***** Supplied data *****

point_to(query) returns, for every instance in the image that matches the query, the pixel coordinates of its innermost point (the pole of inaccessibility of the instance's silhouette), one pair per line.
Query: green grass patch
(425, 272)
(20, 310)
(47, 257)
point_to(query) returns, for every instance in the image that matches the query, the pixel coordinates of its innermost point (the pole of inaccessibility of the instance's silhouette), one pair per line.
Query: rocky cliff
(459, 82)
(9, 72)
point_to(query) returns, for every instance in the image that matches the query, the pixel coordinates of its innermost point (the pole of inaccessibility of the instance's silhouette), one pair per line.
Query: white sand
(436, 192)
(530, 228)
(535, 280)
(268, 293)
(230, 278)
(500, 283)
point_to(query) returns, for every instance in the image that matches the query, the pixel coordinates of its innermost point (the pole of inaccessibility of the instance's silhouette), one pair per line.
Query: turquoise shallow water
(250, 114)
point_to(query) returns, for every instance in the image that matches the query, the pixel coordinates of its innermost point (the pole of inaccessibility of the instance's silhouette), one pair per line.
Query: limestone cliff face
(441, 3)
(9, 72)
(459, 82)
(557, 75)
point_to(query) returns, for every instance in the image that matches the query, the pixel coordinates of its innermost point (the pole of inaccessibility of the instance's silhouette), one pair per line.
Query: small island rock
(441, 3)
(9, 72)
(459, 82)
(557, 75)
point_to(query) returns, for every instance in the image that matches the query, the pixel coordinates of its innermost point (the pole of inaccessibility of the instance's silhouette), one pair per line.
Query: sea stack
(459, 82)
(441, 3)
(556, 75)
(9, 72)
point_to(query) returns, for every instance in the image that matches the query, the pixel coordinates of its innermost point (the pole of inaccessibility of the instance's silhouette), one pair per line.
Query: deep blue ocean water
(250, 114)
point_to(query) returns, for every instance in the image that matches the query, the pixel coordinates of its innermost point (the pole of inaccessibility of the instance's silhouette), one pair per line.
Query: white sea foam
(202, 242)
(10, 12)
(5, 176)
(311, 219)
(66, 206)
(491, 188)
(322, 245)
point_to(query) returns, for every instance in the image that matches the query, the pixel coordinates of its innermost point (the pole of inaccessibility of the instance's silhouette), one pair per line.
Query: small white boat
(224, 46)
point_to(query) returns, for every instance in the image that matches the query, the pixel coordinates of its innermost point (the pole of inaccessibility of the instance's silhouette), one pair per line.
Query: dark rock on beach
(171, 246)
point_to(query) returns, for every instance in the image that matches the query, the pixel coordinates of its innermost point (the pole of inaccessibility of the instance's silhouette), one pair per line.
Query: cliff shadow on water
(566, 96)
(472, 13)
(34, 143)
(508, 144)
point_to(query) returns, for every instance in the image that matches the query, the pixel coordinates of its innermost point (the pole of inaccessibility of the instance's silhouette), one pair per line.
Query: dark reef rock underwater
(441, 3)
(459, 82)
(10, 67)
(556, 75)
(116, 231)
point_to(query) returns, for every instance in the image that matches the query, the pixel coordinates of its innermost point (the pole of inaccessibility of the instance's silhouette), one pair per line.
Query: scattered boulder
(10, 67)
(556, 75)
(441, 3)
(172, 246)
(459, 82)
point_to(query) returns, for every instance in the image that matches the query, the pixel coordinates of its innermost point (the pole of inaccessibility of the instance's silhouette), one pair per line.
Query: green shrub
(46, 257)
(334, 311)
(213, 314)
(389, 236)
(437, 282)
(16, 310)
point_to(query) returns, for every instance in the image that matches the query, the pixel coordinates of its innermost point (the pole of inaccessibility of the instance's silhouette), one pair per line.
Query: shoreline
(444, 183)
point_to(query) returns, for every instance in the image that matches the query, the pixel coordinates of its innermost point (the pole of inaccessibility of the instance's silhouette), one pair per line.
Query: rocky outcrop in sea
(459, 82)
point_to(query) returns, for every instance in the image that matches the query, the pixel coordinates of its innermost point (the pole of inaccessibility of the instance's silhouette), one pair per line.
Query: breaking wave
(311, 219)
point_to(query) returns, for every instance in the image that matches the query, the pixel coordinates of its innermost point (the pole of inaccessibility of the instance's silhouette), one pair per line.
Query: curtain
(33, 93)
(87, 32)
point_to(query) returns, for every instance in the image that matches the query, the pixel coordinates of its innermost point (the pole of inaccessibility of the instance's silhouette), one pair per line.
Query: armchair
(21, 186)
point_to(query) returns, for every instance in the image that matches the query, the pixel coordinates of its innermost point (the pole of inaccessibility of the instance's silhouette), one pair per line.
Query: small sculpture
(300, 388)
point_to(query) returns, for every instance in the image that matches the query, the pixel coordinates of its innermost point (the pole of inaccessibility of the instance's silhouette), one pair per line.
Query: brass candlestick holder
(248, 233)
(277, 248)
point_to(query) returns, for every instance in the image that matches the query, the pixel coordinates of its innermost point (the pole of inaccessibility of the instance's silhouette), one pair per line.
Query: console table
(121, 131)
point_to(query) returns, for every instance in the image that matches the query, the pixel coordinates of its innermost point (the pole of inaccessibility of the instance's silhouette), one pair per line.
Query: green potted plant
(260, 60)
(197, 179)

*****

The records above are to be repeated exactly, in their entirety.

— Written answer —
point_to(query) returns, for every instance in the image that matches the query, the pixel coordinates of its innermost point (the pole of inaccessibility of the instance's silhouette), one pair per line.
Query: green grass patch
(425, 272)
(20, 310)
(47, 257)
point_to(query) returns, for every instance in the image that matches the query, the pixel coordinates of its innermost point (the pole of inaccessibility of the instance's silhouette), one pair per line.
Query: rocky cliff
(459, 82)
(9, 72)
point_to(query) returns, for every instance in the image that matches the query, the pixel coordinates of its innermost point (the pole of inaccessibility of the instance's silhouette), one pair per line.
Query: white sand
(436, 192)
(530, 228)
(535, 280)
(268, 293)
(230, 278)
(500, 283)
point_to(query) returns, for every instance in the image that matches the query, the pixel coordinates of its innermost point (the pole of inaccessibility of the instance's silhouette), one pair per line.
Query: turquoise shallow water
(250, 114)
point_to(query) returns, for every instance in the image that matches the query, the pixel coordinates of its innermost point (the pole of inaccessibility of the instance's silhouette), one pair per line.
Query: limestone cliff face
(441, 3)
(9, 72)
(459, 82)
(557, 75)
point_to(query) returns, for every instance in the image that matches the query, the pixel coordinates of its innermost point (the pole of inaccessibility of the instance's silhouette), one pair per line.
Query: small island rock
(441, 3)
(9, 72)
(459, 82)
(557, 75)
point_to(query) returns, for every instance in the image that matches the query, the pixel coordinates of its innermost point (the pole of inaccessibility of the instance's silhouette), one pair per line.
Query: sea stack
(459, 82)
(441, 3)
(556, 75)
(9, 72)
point_to(query) returns, for every instance in the image that matches the query, the pixel coordinates of its innermost point (the pole of inaccessibility of the instance's silhouette), one pair per line.
Query: deep blue ocean water
(250, 114)
point_to(query) returns, for every instance in the image that matches the query, the pixel coordinates of its innermost point (the pole of inaccessibility of the instance's silhouette), one pair per line.
Query: white sea foam
(202, 242)
(10, 12)
(5, 176)
(311, 219)
(66, 206)
(491, 188)
(322, 245)
point_to(query) returns, for every instance in the image that matches the query, the pixel coordinates of its innermost point (the pole of inaccessibility of the instance's silhouette), one pair per line.
Query: small white boat
(224, 46)
point_to(query) returns, for every instance in the image that matches the query, the pixel coordinates of its innermost point (the pole of inaccessibility of the instance's silhouette), one pair per line.
Query: dark rock on beach
(171, 246)
point_to(query) returns, for every instance in the image that matches the query, the pixel coordinates of its innermost point (the pole of inaccessibility of the instance's silhouette), one pair per line.
Query: cliff shadow on water
(566, 96)
(472, 13)
(34, 143)
(508, 144)
point_to(query) returns, for every instance in the image that matches the query, the pixel coordinates of its innermost point (the pole of inaccessibility of the instance's silhouette), one pair per line.
Query: dark reef rock underwater
(441, 3)
(459, 82)
(10, 67)
(556, 75)
(116, 231)
point_to(query) returns, for every instance in the image that matches the query, the pixel coordinates of its innermost point (the pole of inaccessibility of the instance's silhouette), one pair per line.
Query: scattered boulder
(10, 67)
(556, 75)
(441, 3)
(172, 246)
(459, 82)
point_to(query) returns, for every instance in the image that matches the query, the pixel coordinates of its innermost point (the pole of inaccessibility of the instance's silhouette), one pair per line.
Query: green shrub
(46, 257)
(334, 311)
(213, 314)
(389, 236)
(437, 282)
(16, 310)
point_to(query) returns, for every instance in the image that matches the query, the pixel coordinates of its innermost point (the pole of inaccessibility of the instance's silhouette), one pair per line.
Query: shoreline
(444, 183)
point_to(query) returns, for every instance in the image that matches the query, the pixel coordinates of its innermost point (the pole of inaccessibility of the instance's silhouette), one pair per line.
Query: rocky outcrop in sea
(459, 82)
point_to(query) returns, for every instance in the image that matches the query, the pixel coordinates of its innermost point (the pole of inaccessibility of the instance's silhouette), one pair per line.
Query: breaking wave
(311, 219)
point_to(query) returns, for every instance in the image that matches the query, the pixel coordinates of its innermost point (the pole of inaccessibility of the instance's silhouette), one pair per line.
Query: curtain
(33, 93)
(87, 32)
point_to(query) returns, for every instance in the image that matches the query, the pixel coordinates of its innermost point (the pole of inaccessibility of the instance's silhouette), one pair per line.
Query: armchair
(21, 186)
point_to(query) returns, for every instance in the image that matches the query, the pixel coordinates of its innermost point (the pole of inaccessibility of the instance's silhouette), one pair per line.
Query: small sculpture
(300, 388)
point_to(query) returns, for every instance in the image that matches the query, the pixel coordinates of its innermost point (the pole of inaccessibility of the instance's silhouette), one pair per line.
Query: brass candlestick holder
(248, 233)
(277, 248)
point_to(query) returns, for every instance in the image that matches the query, the pixel coordinates of its innermost point (the pole of inaccessibility of the instance's silhouette), one pair per line.
Query: console table
(121, 131)
point_to(query) returns, for every instance in the image that matches the query, the pixel coordinates of its innermost point (the pole of inaccessibility of the instance's silhouette), one pair per line.
Query: green potted plant
(260, 60)
(197, 179)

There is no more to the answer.